━━ Raw data

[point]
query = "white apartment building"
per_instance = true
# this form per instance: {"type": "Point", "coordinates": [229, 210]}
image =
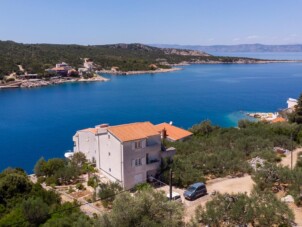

━━━━

● What you have to do
Omitting the pictures, repeat all entries exactly.

● Solution to this problem
[point]
query = "white apartment building"
per_instance = true
# this form per instance: {"type": "Point", "coordinates": [229, 210]}
image =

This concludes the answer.